Escrever sobre pardais é gostoso, eles vão aonde não podemos e podem conhecer o que não conhecemos, mundos dentro de outros mundos. Se for ao Japão lá estão os pardais. O pardacento que nos rememora a tristeza traz uma força própria, o de fazer o trabalho de hoje, o de ter a realidade mais presente e de repente a esperança que brota na asa de uma ave forte, robusta, profícua e de grande prole como os pardais. Assim, percorrendo os caminhos tortuosos da tristeza, da incompreensão humana encontraremos pardais, da família. Abraços a todos que adequam, por ora, suas visões à esta metáfora, somos todos pardais de alguma forma.

O blogueiro do último galho.

Eis o texto: ...

Tarefas:
- 1) Responda a cada pergunta sobre o texto dos pardais com base no que ele afirma:
(a) Em que país, segundo o texto, também se encontram pardais?
(b) O que os pardais podem fazer que nós não podemos?
(c) Como se identifica quem assina o texto?
- 2) Por favor, liste todas as qualidades que o texto dos pardais atribui à ave em cuja asa brota a esperança.
- 3) Continue o texto sobre os pardais a partir do ponto em que ele para.

Seção de dados:

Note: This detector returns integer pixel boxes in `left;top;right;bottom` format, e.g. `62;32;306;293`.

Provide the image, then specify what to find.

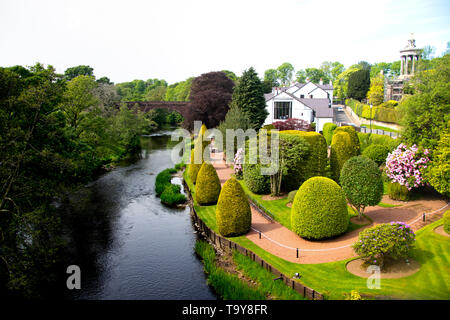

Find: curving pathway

Respostas às tarefas:
- 1)
(a) No Japão.
(b) Eles vão aonde não podemos e podem conhecer o que não conhecemos.
(c) Como "O blogueiro do último galho".

- 2)
- forte
- robusta
- profícua
- de grande prole

- 3)
A enxurrada contínua escoa pelas valas. Protegida pela janela percebe a chuva lá fora a bater e escorrer no vidro. Os pingos caem como traços úmidos sobre o jardim em aquarela, nas folhas despetalando a ocre. O cimento suporta embebido, recostando colunas e vigas ao tronco lá embaixo.
É tempo de introspecção, de esperar, de deixar ir, mas não o filhote de pardal no parapeito. O ninho fora varrido pelo vento e ele ainda não sabia voar. Ficou acuado ali. Molhado o pobre com a pena erriçada, pequeno, bisonho, sem os penachos da cauda, sem leme de voo, desprotegido. A mão da menina não alcançou a ave temerosa que se arriscava na fuga da mão humana, à beira da queda.
Não há como salvá-lo, o pai fecha a janela, é só mais um pardal. A enxurrada cobre calçadas e os sons comezinhos na sala de família, a chuva amaina, perdura em pingos miúdos, mas o fluxo das águas pelos bueiros afora silencia a natureza. Inaudível o pipilar da ave em seu bico curto pelo vidro da janela fechada. Agora pode deambular trôpego, abrindo o bico mudo e, pior, pode cair naquele abismo de cimento armado. Ela não tira os olhos dele, a TV não chama a sua atenção, mas o mísero pardal sim. Ele não a vê, só pia.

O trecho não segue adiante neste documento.